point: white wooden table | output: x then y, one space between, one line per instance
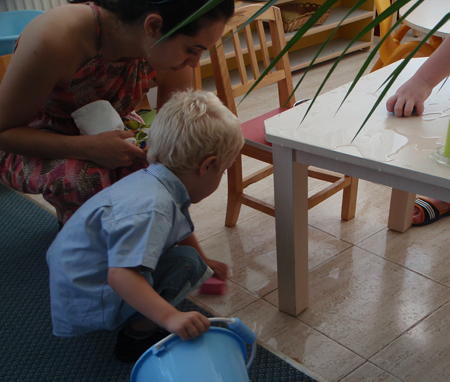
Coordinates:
426 16
392 151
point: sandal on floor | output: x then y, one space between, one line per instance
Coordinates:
430 213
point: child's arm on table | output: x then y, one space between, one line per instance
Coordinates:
139 294
220 269
413 93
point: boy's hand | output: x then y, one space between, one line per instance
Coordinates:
187 325
220 269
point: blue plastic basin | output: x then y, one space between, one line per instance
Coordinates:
11 26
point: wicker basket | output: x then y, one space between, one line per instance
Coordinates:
295 15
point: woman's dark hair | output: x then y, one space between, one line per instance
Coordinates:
172 12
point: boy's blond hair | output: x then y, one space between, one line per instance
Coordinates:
191 126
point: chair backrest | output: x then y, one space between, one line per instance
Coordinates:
248 46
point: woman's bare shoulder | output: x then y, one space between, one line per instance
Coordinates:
64 31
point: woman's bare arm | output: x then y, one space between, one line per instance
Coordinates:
51 49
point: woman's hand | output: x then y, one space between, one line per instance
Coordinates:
111 150
409 98
187 325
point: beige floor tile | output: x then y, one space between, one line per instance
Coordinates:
364 302
249 250
422 249
421 354
299 342
371 213
370 373
228 304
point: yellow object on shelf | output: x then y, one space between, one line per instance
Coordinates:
295 15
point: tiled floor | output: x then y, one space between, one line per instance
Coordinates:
379 300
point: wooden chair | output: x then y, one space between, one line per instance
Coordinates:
255 143
393 49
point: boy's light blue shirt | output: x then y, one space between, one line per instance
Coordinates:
131 223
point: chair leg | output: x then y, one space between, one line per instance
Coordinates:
235 189
349 200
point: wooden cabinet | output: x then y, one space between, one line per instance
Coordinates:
305 49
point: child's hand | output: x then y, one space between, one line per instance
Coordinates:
409 99
187 325
220 269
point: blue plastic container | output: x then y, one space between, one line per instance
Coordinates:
11 26
217 355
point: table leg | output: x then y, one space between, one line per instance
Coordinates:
401 210
291 222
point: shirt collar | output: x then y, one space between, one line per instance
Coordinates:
172 184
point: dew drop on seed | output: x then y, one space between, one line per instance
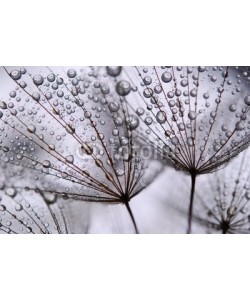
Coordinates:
247 195
140 111
148 120
166 77
123 88
87 148
190 141
99 163
31 128
51 77
174 141
232 107
193 93
15 74
133 122
46 163
157 89
113 71
49 198
11 192
147 80
36 96
70 159
240 125
181 126
161 117
231 211
114 106
71 73
192 115
247 100
3 105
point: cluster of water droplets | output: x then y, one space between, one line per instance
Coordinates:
71 133
24 211
197 116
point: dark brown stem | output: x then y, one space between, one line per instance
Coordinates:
132 217
191 202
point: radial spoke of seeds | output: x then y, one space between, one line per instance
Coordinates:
195 121
182 152
185 152
211 126
180 160
99 138
64 161
182 117
167 121
231 150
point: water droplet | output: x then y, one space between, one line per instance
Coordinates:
88 149
190 141
11 192
2 207
148 120
114 106
192 115
3 105
240 125
232 107
70 159
231 211
247 100
49 198
31 128
133 122
18 207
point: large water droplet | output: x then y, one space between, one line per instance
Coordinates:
166 77
38 79
161 117
113 71
15 74
123 88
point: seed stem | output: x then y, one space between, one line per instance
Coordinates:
191 202
132 217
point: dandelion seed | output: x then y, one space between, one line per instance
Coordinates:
197 102
70 117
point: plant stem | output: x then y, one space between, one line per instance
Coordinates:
191 202
132 217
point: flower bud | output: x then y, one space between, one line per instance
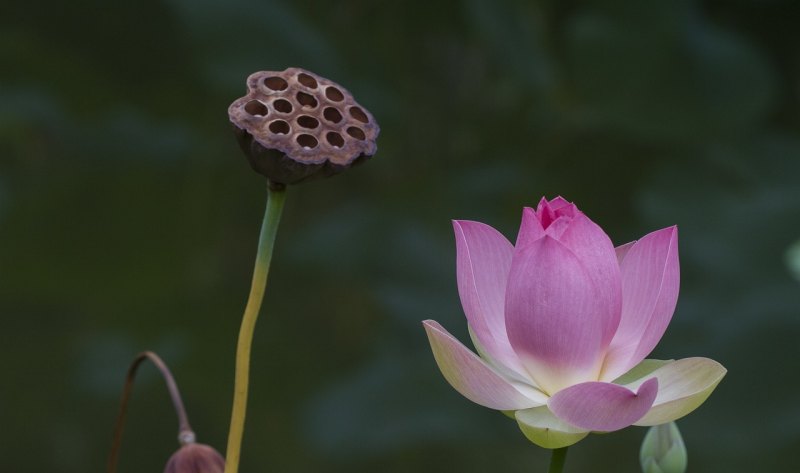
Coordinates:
195 458
663 450
294 125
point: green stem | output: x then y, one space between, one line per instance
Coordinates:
275 198
557 460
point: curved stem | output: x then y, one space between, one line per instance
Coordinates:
269 227
185 433
557 460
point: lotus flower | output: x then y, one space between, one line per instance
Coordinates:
562 322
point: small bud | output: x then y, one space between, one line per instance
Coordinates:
195 458
294 125
663 450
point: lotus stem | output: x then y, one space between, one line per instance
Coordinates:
275 197
185 433
557 460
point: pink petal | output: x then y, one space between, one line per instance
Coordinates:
553 316
558 203
683 386
603 407
473 378
482 266
622 250
596 253
650 282
530 229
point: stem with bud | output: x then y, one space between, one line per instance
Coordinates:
185 432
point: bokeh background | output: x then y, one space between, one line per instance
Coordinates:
129 219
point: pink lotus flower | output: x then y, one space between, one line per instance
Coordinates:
563 321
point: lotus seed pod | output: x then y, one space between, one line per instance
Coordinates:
294 125
195 458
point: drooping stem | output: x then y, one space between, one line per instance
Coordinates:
185 433
269 227
557 460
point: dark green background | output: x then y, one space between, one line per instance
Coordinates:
128 219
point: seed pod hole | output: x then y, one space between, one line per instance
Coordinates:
279 127
332 115
307 80
256 108
306 100
307 122
306 141
358 114
283 106
334 94
275 83
335 139
356 133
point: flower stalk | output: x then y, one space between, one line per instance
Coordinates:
275 198
557 460
185 432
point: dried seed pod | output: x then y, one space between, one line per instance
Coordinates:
195 458
294 125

______________________________

Lines holding the word "woman" should be copied from the entries above.

_WRITTEN RESPONSE_:
point: woman's dark hair | output: x then y, one space between, one line per instance
point: woman's bare shoulder | output: x then y, one space between, one line per instance
point: woman's bare arm | output: x then y, one space between, one line per instance
point: woman's hand | output: x then y, one space between, one line per instance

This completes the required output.